Point-per-instance localization data:
****************************************
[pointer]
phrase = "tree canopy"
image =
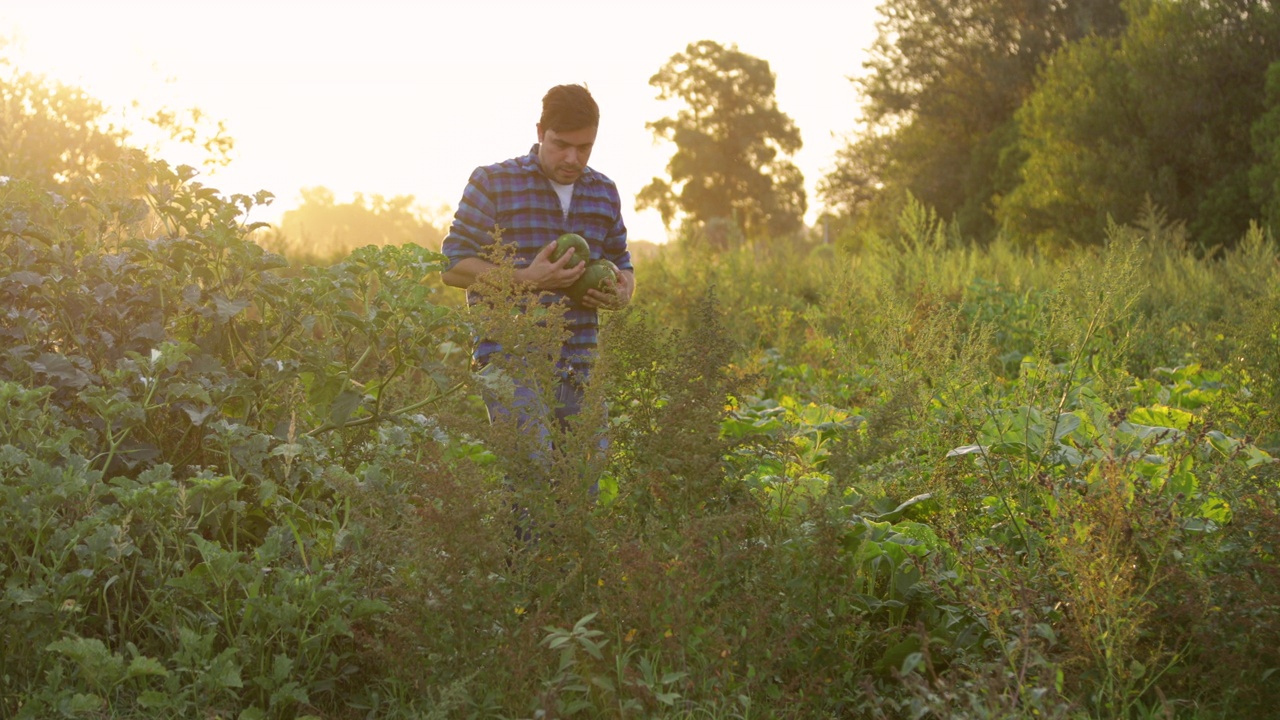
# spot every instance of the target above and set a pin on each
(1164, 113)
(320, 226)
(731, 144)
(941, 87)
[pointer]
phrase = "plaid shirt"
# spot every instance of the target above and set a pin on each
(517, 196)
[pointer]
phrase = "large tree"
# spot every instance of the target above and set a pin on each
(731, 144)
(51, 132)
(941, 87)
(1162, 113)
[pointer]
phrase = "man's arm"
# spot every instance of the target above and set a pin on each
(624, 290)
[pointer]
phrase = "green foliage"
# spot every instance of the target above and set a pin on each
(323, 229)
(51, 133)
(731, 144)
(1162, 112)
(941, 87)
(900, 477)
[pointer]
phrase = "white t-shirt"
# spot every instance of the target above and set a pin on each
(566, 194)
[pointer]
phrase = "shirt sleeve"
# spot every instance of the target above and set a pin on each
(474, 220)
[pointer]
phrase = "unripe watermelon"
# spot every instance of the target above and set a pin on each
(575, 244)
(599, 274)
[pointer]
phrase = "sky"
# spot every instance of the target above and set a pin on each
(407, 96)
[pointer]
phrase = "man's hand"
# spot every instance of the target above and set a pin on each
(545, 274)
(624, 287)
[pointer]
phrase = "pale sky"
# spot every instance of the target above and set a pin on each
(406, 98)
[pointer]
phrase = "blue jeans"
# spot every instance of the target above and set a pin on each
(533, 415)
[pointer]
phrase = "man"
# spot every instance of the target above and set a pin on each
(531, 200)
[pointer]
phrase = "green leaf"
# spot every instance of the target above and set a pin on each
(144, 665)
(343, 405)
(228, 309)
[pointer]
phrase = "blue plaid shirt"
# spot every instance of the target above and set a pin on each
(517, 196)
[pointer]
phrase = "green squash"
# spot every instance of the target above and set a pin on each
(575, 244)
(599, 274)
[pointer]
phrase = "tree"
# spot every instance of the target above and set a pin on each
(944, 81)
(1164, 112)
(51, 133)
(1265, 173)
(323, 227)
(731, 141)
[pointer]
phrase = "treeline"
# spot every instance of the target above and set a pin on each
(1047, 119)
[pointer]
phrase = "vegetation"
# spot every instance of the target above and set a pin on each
****************************************
→ **WHAT YOU SHOULD DO**: Number of lines above that include "green": state it and nothing else.

→ **RESPONSE**: 3